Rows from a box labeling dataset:

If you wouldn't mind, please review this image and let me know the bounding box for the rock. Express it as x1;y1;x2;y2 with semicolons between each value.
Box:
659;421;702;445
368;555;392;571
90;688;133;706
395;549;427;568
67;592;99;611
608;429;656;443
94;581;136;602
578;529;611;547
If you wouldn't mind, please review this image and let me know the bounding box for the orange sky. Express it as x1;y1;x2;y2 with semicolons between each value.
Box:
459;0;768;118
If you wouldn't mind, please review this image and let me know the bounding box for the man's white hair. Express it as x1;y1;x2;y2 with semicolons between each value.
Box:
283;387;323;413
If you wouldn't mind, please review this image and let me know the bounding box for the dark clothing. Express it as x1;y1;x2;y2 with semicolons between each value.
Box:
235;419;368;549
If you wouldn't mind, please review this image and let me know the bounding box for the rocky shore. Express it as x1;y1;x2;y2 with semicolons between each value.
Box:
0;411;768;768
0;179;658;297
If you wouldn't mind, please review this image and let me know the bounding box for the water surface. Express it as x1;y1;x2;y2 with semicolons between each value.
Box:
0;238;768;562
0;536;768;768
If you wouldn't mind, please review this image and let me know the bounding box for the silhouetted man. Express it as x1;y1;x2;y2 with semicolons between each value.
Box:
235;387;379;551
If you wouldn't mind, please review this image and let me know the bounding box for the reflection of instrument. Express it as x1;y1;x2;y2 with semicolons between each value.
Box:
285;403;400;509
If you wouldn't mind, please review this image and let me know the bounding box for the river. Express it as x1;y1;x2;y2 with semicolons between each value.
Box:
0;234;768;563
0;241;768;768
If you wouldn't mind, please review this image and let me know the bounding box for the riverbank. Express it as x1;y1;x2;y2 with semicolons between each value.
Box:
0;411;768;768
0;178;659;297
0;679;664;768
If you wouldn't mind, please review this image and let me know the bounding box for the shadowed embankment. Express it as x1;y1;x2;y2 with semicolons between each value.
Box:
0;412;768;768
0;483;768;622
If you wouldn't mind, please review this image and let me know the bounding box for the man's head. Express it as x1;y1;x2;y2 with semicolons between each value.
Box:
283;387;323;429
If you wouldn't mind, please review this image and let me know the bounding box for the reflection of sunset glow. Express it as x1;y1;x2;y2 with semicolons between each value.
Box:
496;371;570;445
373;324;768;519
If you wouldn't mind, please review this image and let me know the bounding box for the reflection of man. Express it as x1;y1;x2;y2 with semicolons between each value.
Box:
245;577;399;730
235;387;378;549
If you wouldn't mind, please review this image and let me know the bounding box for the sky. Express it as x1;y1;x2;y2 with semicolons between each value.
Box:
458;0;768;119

Given task: Begin at the line that has "for the rocky" and stop after the line that has "0;679;664;768", then give those lines again with "review" replaced by "examine" and nothing else changed.

Worked solution:
If you wouldn't mind, please examine this image and let me know the bounding box for the rocky shore. Express it as x1;y1;x2;y2 with semicolons between each value.
Box:
0;411;768;768
0;179;658;297
If you wouldn't mind, please examine this image and let me know the bounding box for the water surface. Express it as x1;y1;x2;y2 with semicolons between each value.
Box:
0;238;768;562
0;536;768;768
If you wouldn't mind, please examine this image and let me know the bounding box for the silhouetted man. Express it as x1;y1;x2;y2 with semicolons between each value.
Box:
235;387;379;551
If you wouldn't mind, please examine this image and let me know the bounding box for the reflection of instrument. Express it as x1;y1;x2;y2 with semicolons between each value.
Box:
285;403;400;509
If you wouldn't mind, please examine this image and let me know the bounding box for the river. Express it as x1;y1;x2;y2 with semicolons between each value.
Box:
0;234;768;563
0;241;768;768
If you wouldn't mind, please examine this image and let me know the bounding box for the riverbank. Express it as x1;y1;x2;y2 with semicolons between each value.
Box:
0;411;768;768
0;178;659;297
0;679;664;768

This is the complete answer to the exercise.